Задания:
• a. Перепишите без изменений отрывок текста о Прокофьеве от слов «Так разрастался наш» до слов «обретали душевную ясность.».
• b. Продолжайте текст о творчестве Прокофьева, начав сразу после его последнего предложения.

Текст для чтения:
Но были в его душе родники, которые постоянно искали выхода, — родники оптимизма, солнечного восприятия жизни.
Не случайно первая настоящая удача пришла к композитору при сочинении детской музыки. Светлая мечта, благородный порыв — все это только ждало пробуждения в душе Прокофьева. В 1935 году он сочинил 12 легких пьес для фортепьяно, которые назвал «Детская музыка». По поводу этих пьес Прокофьев пишет, что в них проснулась его старая любовь к сонатинности, то есть легкому, прозрачному сочинению без драматических звучаний. Он создает чудесную симфоническую сказку для детей «Петя и волк».
Так разрастался наш ручей, вбирая в себя новые потоки чудесной прокофьевской лирики. И вот он уже стал рекой, в волнах которой люди все чаще обретали душевную ясность.
Прокофьев многогранен в своем творчестве. В эти годы он пишет музыку к спектаклям, кинофильмам, создает песни, инструментальные сочинения, кантаты и, наконец, один из лучших советских балетов — «Ромео и Джульетта».

(Записи из набора данных)
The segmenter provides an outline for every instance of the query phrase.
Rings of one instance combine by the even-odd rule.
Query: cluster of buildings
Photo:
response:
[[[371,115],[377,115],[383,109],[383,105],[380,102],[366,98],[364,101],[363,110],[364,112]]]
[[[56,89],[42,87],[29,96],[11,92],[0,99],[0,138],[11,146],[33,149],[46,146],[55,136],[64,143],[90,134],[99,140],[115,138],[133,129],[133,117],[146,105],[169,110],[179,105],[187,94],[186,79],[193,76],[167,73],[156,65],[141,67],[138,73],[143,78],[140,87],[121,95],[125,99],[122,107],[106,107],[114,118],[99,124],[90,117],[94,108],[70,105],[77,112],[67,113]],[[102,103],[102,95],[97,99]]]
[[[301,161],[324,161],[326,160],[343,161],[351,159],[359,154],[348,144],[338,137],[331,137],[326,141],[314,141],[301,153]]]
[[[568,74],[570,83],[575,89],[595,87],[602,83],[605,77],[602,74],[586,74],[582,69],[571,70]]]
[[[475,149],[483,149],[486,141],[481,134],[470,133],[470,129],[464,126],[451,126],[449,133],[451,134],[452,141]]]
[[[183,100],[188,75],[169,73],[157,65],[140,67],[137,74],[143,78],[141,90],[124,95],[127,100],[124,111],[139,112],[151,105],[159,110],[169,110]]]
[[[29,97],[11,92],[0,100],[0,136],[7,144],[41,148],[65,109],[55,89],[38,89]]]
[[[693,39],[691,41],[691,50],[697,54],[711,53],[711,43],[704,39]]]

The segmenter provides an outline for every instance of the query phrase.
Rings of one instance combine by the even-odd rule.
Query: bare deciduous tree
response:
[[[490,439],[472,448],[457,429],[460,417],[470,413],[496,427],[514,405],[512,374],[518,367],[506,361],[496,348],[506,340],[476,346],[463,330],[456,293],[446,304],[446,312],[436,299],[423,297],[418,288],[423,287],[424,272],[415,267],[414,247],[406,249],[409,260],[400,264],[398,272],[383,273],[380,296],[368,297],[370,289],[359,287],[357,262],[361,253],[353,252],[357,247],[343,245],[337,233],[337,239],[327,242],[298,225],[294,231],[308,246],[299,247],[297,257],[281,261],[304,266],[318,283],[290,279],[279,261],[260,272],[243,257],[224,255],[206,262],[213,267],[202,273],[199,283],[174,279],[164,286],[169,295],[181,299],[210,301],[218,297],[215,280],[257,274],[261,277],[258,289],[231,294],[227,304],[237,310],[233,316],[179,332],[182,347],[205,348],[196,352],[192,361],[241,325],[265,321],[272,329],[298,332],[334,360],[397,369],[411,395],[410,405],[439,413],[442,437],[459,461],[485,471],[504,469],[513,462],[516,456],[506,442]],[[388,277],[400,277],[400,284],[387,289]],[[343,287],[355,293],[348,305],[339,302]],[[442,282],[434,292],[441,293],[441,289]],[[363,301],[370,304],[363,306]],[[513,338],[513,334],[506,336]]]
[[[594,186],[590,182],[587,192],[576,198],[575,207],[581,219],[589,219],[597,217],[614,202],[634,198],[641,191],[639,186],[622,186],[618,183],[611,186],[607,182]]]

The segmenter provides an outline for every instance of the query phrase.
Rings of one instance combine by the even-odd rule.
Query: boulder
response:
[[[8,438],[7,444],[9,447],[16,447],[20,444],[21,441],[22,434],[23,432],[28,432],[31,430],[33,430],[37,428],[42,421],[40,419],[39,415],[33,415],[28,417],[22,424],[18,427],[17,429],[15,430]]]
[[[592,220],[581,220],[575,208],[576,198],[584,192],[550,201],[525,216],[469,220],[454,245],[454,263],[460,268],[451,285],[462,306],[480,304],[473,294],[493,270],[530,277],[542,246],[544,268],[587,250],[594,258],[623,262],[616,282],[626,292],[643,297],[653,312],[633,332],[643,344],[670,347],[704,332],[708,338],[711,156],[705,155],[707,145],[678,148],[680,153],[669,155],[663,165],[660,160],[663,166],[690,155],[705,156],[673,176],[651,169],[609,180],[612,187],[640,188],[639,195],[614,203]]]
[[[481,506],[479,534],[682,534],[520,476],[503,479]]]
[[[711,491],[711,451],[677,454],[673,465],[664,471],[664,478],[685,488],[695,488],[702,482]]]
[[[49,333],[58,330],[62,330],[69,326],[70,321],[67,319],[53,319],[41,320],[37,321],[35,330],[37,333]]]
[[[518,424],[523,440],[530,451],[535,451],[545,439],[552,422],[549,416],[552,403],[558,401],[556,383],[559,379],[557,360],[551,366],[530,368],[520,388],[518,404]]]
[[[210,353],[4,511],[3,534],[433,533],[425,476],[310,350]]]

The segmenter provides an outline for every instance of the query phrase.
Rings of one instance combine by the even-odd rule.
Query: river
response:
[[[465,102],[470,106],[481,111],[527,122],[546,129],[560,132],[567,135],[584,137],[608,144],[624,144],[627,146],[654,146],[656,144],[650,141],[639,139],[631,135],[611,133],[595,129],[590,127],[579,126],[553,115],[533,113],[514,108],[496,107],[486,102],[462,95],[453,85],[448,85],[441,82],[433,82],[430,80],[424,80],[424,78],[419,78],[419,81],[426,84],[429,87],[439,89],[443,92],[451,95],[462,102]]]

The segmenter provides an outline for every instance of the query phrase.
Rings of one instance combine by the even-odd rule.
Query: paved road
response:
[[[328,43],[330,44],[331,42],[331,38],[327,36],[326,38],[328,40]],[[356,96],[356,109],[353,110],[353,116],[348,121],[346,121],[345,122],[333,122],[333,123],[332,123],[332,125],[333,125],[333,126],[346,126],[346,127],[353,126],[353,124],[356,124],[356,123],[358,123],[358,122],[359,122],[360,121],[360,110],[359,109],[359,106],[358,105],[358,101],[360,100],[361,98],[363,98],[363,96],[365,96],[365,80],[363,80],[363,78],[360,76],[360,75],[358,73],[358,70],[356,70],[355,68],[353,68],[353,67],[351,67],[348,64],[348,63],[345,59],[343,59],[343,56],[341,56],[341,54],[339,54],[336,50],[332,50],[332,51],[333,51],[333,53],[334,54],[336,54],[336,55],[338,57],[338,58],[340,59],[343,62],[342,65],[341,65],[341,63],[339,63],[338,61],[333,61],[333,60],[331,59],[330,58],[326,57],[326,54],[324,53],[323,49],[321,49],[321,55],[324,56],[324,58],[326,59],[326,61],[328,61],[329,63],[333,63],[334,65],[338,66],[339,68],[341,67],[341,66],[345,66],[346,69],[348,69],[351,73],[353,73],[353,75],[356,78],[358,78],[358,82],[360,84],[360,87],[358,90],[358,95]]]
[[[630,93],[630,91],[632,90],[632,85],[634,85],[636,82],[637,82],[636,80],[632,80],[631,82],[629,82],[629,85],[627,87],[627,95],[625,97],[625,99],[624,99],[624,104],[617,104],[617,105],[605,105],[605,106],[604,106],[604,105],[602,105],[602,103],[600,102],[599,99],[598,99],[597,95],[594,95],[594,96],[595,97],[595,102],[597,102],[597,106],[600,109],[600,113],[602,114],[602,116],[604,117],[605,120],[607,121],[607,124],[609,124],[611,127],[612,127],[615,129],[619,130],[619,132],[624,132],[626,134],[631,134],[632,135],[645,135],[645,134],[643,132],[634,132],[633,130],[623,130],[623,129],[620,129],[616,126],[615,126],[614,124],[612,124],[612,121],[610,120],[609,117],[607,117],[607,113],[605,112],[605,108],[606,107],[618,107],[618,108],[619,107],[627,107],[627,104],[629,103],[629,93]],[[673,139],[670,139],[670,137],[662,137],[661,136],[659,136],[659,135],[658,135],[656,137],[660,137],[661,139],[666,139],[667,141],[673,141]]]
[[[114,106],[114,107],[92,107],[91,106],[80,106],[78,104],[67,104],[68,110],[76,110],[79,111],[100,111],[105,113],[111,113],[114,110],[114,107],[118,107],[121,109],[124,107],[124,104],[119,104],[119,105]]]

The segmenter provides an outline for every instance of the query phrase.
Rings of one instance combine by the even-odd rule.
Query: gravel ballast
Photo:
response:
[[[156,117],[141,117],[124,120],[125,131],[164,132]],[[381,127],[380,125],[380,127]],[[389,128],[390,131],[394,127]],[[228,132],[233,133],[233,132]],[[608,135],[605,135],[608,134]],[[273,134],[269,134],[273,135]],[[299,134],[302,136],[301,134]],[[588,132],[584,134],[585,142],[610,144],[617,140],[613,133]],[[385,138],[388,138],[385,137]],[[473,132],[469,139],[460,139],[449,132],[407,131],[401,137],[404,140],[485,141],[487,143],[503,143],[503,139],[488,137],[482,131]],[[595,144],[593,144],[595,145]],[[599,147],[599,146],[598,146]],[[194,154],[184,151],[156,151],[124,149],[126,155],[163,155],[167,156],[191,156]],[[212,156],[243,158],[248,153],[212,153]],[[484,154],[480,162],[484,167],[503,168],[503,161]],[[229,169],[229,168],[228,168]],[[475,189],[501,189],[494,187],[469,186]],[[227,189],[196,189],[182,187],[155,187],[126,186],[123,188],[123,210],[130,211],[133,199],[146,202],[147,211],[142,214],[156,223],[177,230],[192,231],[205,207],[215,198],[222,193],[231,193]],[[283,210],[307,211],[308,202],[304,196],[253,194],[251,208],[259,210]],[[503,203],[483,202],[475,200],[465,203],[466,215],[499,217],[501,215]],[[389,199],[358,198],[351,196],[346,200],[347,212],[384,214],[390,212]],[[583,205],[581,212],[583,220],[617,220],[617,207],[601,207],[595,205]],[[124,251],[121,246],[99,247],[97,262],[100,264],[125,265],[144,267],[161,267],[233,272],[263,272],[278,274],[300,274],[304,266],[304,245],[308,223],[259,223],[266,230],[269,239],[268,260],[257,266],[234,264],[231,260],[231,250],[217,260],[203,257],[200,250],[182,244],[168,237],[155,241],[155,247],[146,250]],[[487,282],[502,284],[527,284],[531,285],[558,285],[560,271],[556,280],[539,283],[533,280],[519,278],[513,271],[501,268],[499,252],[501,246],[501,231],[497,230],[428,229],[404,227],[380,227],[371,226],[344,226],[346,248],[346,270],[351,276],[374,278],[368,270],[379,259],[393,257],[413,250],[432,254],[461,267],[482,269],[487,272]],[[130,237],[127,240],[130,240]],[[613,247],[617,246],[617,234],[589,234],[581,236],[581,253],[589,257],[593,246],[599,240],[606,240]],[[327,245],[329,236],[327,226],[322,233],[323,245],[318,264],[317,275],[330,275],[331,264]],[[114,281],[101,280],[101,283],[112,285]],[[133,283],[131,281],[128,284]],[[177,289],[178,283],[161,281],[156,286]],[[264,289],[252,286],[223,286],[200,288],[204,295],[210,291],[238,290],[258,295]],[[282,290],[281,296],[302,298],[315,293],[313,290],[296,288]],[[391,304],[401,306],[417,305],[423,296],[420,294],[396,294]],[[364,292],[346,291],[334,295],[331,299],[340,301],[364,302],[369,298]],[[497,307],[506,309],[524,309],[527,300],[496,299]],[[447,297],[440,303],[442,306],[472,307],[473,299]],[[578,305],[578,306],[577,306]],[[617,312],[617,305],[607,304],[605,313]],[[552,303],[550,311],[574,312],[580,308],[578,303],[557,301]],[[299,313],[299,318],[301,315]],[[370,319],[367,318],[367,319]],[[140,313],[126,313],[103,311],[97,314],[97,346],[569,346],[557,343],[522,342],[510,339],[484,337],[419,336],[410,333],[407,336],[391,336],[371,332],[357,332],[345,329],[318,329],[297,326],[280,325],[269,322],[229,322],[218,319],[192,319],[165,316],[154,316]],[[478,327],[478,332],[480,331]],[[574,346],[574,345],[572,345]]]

Ответы:
• a.
Так разрастался наш ручей, вбирая в себя новые потоки чудесной прокофьевской лирики. И вот он уже стал рекой, в волнах которой люди все чаще обретали душевную ясность.

• b.
Как будто много лет подряд человек напряженно работал в полумраке, и вдруг в его мастерской кто-то распахнул окно, и к нему ворвался солнечный свет и свежий воздух новой жизни.
Говорят, человек познается до конца в суровых жизненных испытаниях. Таким испытанием для Прокофьева, как и для всего нашего народа, была Великая Отечественная война. Особенно много и продуктивно работал композитор в эти тяжелые годы.
Главная тема любого подлинного художника тех лет — тема защиты Отечества — нашла яркое свое отражение и в творчестве Прокофьева. Он начал работать над оперой «Война и мир». В те же годы родились героико-эпическая Пятая симфония и многие другие произведения. Суровые испытания, как кресало из кремня, высекли из души художника лучшие его творения.
А не прервалась ли лирическая линия? Нет. Она все больше проникала в произведения композитора, делая их душевнее, яснее, проще. И это была уже «новая простота», которую так долго и упорно искал Сергей Сергеевич.
Хорошо зная Седьмую симфонию, я мысленно представил себе композитора, его характер. Многое становится ближе и ясней, когда узнаешь в музыке живой образ ее творца.
«Сергей Сергеевич не мог и не хотел представить себе ни одного дня жизни без работы, — читаем мы в воспоминаниях жены Прокофьева. — Он очень любил природу… всегда находил время для далеких прогулок по полям, лесам, берегам рек…»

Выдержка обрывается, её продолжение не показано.